▸ OBJETIVO
Extrae del texto sobre Cioran, copiándolo tal cual, el pasaje que arranca en las palabras "Cioran: un escritor" y se detiene después de "cierta aura legendaria.".

▸ FRAGMENTO SELECCIONADO
Cioran: un escritor intempestivo
La lucidez del pensamiento del autor rumano se manifiesta en bruto en sus 'Cuadernos', que ahora se publican íntegros por primera vez en español
Algunos libros no existen para leerse más o menos de corrido, sino para tenerlos a mano y hojearlos de vez en cuando, leer una página o dos y volver a cerrarlos. La lucidez y la energía que emana de ellos es demasiado fuerte y puede convertirse en tóxica. Son a menudo libros fragmentarios, inacabados, que no habían sido concebidos como tales, que han llegado a ser publicados un poco azarosamente, y eso, por cierto, les agrega ese cierto encanto que tiene lo más o menos espontáneo, un marchamo de excepcionalidad, cierta aura legendaria.

▸ MATERIAL PROPORCIONADO
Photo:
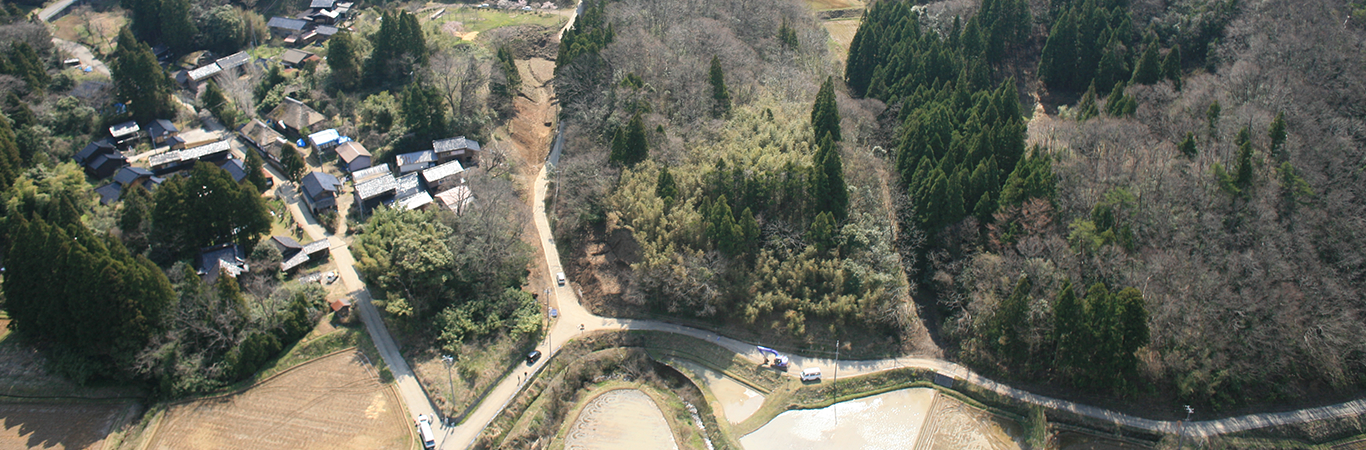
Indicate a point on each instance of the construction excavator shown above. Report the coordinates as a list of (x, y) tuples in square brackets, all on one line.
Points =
[(779, 360)]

▸ SOLUCIÓN
Cioran: un escritor intempestivo
La lucidez del pensamiento del autor rumano se manifiesta en bruto en sus 'Cuadernos', que ahora se publican íntegros por primera vez en español
Algunos libros no existen para leerse más o menos de corrido, sino para tenerlos a mano y hojearlos de vez en cuando, leer una página o dos y volver a cerrarlos. La lucidez y la energía que emana de ellos es demasiado fuerte y puede convertirse en tóxica. Son a menudo libros fragmentarios, inacabados, que no habían sido concebidos como tales, que han llegado a ser publicados un poco azarosamente, y eso, por cierto, les agrega ese cierto encanto que tiene lo más o menos espontáneo, un marchamo de excepcionalidad, cierta aura legendaria.